[Passage to read]
Put simply this is an extraordinary remix by Andhim, but then again what else might you expect. Taking the breathy melancholy of the originals striking vocals the duo transform its setting by twisting synthesized lines around a furiously funky, tough yet incredibly groovy rhythm section reigniting the voice. Words such as breathless, soulfully resonate and contemporary combine here much like the superlative sounds do.
Operating under the alias of Rework Daniel Varga, Michael Kuebler and Elmar Mellert join forces to deliver this late night tale of intrigue as Anything’s commanding low-tempo shuffle ignites their airwaves in a flurry of hot keys, swirls plus smouldering, breathy vocals. The brisker bounce of Cracked Edit follows fuelled by fabulously syncopated basslines alongside classic drum machines, leaving the beautiful sway of Always Done to complete via shimmering, gated notes amid deep low-end all coming complete with an uplifting sting.

[Prompt 1]
Please repeat the part of the music review that opens with "Put simply this" and closes with "superlative sounds do.", substituting "sadness" for "melancholy".
[Prompt 2]
Continue the music review after its final sentence.

[Supplied material]
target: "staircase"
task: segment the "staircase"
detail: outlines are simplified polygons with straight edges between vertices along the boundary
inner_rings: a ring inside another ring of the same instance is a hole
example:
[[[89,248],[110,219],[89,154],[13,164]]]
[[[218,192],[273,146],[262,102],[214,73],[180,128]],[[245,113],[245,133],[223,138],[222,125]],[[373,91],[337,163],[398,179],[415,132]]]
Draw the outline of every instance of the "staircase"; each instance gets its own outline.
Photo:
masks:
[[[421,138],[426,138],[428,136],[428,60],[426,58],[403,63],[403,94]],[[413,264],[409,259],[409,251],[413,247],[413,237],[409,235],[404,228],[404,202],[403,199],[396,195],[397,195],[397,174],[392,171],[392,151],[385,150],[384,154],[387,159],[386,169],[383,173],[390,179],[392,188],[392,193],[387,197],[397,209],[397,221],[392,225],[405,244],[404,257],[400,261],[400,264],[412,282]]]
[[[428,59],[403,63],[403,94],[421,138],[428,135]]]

[Expected output 1]
Put simply this is an extraordinary remix by Andhim, but then again what else might you expect. Taking the breathy sadness of the originals striking vocals the duo transform its setting by twisting synthesized lines around a furiously funky, tough yet incredibly groovy rhythm section reigniting the voice. Words such as breathless, soulfully resonate and contemporary combine here much like the superlative sounds do.

[Expected output 2]
It’s not as often these days that the more traditional sounds of House appeal in quite the same way they once did. Having said that Malik Hendricks’ elegant, wonderfully smoky productions really hit the spot. The aptly titled Deeper Than feels resolutely contemporary in the timeless sense of the word combining soulfully charged rhythms, chords and voices all making their presence most tastefully felt. The remix comes care of Byron The Aquarius who injects added bounce to the groove, peppering it with vibraphone plus tougher edges. Remaining numbers excite the template with the perky punch of the title track feeling particularly feverish. D.W.E.L.E then sequences more playfully exquisite drums, while Dance To The Music retells past glories through the power of jazzy flavoured guitar and the innate strength of the human voice likewise in inviting ways.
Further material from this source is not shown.